# Task goal
Answer these questions from the Pulse Bf forum thread:
(a) With which mod did Angelskeeper try the same battery and rda taken from the Pulse Bf?
(b) What does vicTor name as the likely cause of the problem?
(c) How many "Agree" reactions does vicTor's first post show?
═════ Text block ═════
# Pulse Bf hitting like an old lady



## Angelskeeper (11/11/21)

Hi all,
So I finally took my Pulse Bf box mod for a spin and I must say I'm sadly disappointed.
It's hitting like an old lady.
So I stripped it, cleaned all the contacts etc., put it back together and..... its still disappointing.
So I used the exact same battery and rda, (taken straight from the Pulse Bf) with the Squeezer mod and its like chalk and cheese!
The squeezer hits way harder, with the same setup taken straight from the Pulse Bf.

Does anyone have any ideas as to why the Pulse Bf could be performing so poorly, or is it just the Pulse Bf in general?
Any ideas as to how to get the Pulse hitting harder/performing better?

Reactions: Like 3 | Informative 1


----------



## vicTor (11/11/21)

in my opinion it is the switch

Reactions: Agree 5 | Informative 2


----------



## Angelskeeper (11/11/21)

@vicTor I seem to have come to that conclusion as well... 
its a mech after all, and there's nothing to them... only thing is the Pulse Bf's "smart switch"

Reactions: Like 1 | Agree 2


----------



## Morix (11/11/21)

clean it properly. threads and as @vicTor said the switch. It happens to me as well when i get lazy with my tube, but after a proper cleaning it usually hits hard again. If by some reason its still the same change your cell. Still? to much wire mass from the new coils?

but as you said you everything straight over. referring to victors post then.

Reactions: Agree 1 | Winner 1


----------



## vicTor (11/11/21)
═════ Dataset ═════
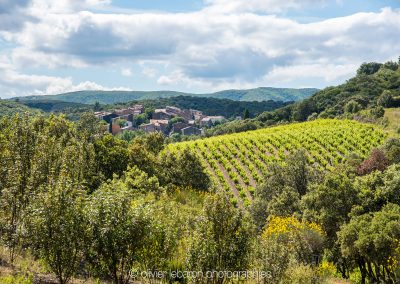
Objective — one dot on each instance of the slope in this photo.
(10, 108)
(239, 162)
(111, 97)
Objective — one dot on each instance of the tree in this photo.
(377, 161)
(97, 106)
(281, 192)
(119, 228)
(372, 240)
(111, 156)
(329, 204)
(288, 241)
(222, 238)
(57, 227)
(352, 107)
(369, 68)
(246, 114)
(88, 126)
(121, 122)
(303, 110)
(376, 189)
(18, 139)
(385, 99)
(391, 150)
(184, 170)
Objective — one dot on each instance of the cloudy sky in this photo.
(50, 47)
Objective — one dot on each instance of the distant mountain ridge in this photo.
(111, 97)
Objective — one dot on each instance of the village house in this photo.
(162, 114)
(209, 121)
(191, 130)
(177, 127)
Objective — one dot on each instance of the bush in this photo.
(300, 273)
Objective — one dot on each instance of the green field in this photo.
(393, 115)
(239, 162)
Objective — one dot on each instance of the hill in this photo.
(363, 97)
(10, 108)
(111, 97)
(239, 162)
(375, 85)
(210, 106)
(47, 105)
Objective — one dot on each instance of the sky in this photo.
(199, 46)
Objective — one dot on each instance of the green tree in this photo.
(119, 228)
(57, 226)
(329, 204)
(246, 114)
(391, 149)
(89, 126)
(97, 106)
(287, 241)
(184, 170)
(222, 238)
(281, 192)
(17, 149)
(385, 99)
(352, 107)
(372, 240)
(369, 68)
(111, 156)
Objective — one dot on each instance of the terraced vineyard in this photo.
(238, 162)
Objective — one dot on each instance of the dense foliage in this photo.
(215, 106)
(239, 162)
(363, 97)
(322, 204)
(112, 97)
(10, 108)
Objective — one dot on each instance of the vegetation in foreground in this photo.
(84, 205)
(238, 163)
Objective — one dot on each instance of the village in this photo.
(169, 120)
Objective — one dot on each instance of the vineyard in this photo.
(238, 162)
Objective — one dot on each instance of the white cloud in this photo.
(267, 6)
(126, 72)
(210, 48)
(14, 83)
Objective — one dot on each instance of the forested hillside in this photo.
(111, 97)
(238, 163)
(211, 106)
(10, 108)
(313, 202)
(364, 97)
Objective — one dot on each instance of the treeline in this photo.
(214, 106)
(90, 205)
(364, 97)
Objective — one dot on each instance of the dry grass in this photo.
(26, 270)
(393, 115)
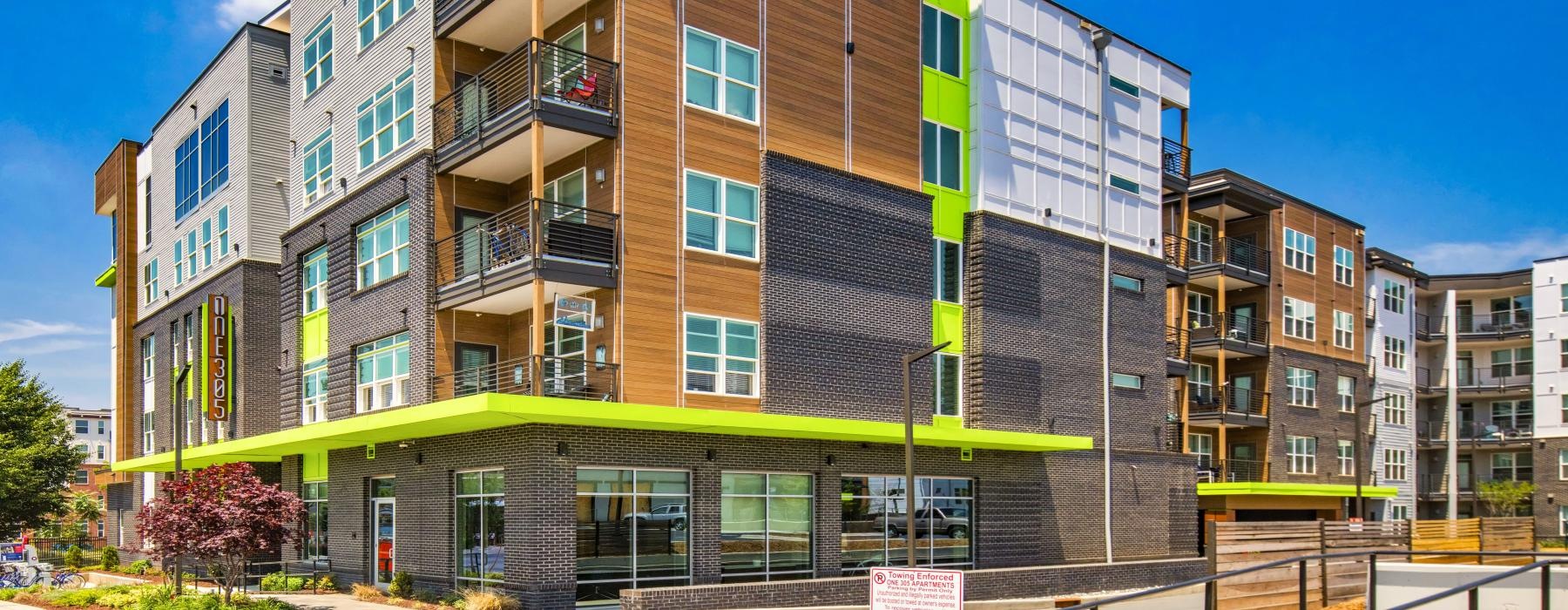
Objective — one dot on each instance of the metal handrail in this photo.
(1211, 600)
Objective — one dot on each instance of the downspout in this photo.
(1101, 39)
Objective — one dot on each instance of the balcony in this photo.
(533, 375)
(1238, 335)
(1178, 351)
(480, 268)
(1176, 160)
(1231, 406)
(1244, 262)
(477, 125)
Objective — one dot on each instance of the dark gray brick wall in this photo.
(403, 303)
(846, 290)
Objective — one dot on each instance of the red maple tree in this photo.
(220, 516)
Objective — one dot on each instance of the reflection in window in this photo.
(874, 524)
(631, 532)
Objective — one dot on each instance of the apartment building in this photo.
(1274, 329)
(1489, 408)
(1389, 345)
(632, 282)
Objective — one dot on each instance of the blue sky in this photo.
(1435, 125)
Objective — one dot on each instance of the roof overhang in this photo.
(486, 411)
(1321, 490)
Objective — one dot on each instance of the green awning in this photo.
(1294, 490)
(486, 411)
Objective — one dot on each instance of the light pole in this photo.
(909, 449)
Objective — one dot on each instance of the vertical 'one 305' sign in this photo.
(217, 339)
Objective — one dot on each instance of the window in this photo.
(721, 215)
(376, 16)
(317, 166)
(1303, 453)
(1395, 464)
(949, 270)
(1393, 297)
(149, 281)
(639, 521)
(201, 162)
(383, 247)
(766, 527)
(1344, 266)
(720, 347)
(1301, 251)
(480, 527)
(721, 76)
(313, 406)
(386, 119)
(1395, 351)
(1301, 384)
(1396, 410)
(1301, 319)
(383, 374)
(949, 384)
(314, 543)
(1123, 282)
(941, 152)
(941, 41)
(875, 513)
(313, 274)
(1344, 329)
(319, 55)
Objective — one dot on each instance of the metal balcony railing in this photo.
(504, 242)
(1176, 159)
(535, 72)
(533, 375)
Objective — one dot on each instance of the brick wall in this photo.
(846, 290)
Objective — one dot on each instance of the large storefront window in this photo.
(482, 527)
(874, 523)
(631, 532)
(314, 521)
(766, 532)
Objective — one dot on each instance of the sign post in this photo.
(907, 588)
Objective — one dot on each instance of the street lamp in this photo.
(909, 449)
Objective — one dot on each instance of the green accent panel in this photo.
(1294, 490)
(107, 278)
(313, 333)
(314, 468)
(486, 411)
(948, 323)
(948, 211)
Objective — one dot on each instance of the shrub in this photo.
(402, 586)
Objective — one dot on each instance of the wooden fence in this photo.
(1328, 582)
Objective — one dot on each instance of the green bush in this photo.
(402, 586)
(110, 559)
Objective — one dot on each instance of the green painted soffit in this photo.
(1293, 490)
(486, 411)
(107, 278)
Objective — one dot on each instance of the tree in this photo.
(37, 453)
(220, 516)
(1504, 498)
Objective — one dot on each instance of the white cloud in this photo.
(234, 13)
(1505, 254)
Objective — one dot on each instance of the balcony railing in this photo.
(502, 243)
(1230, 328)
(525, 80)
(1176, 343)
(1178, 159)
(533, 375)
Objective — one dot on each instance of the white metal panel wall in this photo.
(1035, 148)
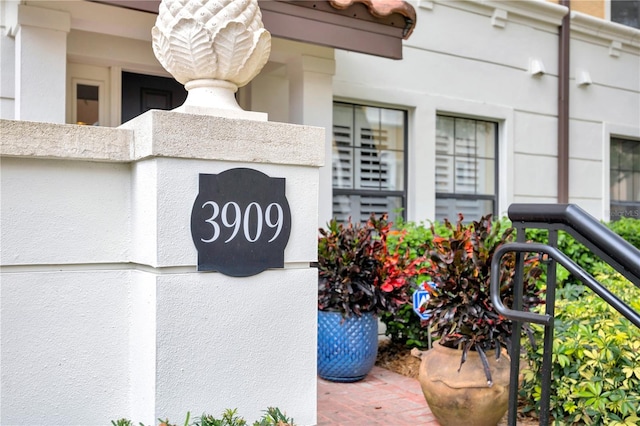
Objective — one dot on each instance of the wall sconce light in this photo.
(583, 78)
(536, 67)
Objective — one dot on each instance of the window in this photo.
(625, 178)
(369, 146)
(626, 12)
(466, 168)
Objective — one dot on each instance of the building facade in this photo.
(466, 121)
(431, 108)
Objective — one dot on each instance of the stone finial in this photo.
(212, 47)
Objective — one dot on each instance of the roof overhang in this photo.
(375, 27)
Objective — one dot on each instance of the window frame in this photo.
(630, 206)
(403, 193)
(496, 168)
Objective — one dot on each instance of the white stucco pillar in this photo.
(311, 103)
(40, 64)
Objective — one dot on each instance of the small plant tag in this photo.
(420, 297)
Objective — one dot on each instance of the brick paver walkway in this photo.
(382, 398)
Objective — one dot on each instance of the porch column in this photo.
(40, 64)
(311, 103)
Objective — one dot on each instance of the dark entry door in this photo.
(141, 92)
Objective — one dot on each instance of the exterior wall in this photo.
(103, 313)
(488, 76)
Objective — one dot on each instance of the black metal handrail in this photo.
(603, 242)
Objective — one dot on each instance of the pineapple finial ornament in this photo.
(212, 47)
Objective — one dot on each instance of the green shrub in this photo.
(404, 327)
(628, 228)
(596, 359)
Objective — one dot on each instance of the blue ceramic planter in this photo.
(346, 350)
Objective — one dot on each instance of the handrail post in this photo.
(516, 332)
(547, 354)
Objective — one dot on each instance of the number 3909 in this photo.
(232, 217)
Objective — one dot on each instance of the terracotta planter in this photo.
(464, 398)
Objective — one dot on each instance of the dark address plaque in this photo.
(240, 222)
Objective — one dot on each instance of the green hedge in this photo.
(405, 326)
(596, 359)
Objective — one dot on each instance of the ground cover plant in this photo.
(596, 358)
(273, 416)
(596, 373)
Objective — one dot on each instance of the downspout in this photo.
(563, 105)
═════
═════ Dataset ═════
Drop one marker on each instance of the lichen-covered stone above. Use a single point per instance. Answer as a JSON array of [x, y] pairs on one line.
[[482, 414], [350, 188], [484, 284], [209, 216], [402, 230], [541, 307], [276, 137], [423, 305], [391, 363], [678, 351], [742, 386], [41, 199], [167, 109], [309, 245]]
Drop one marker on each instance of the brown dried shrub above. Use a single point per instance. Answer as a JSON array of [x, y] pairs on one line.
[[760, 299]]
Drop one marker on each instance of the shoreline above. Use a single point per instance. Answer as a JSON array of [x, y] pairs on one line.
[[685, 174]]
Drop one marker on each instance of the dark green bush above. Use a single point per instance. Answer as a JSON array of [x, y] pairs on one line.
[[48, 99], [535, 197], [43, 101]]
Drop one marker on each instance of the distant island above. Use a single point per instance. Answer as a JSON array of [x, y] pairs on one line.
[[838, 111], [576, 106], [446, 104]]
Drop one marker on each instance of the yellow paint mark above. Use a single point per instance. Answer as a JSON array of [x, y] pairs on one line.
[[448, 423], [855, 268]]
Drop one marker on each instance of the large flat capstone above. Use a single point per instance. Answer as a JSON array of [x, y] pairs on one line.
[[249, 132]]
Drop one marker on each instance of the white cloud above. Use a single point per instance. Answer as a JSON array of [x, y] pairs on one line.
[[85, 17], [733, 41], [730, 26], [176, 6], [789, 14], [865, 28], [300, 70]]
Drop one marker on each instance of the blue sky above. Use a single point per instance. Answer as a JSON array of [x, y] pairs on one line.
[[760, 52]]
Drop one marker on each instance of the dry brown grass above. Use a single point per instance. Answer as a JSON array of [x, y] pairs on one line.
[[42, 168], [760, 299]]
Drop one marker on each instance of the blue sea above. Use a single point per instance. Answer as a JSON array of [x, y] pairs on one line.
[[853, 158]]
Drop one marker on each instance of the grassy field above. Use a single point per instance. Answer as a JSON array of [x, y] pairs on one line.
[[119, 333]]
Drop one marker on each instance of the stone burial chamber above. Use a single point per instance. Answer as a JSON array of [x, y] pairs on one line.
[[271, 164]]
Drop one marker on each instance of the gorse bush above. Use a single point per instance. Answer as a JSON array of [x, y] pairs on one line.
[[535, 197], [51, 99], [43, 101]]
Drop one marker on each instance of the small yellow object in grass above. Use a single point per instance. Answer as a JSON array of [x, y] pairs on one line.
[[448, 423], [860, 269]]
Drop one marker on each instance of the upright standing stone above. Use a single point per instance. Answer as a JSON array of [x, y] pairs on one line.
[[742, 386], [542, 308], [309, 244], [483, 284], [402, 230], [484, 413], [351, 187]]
═════
# Output for this exercise
(a) The Squeezer mod.
(b) The switch.
(c) Five.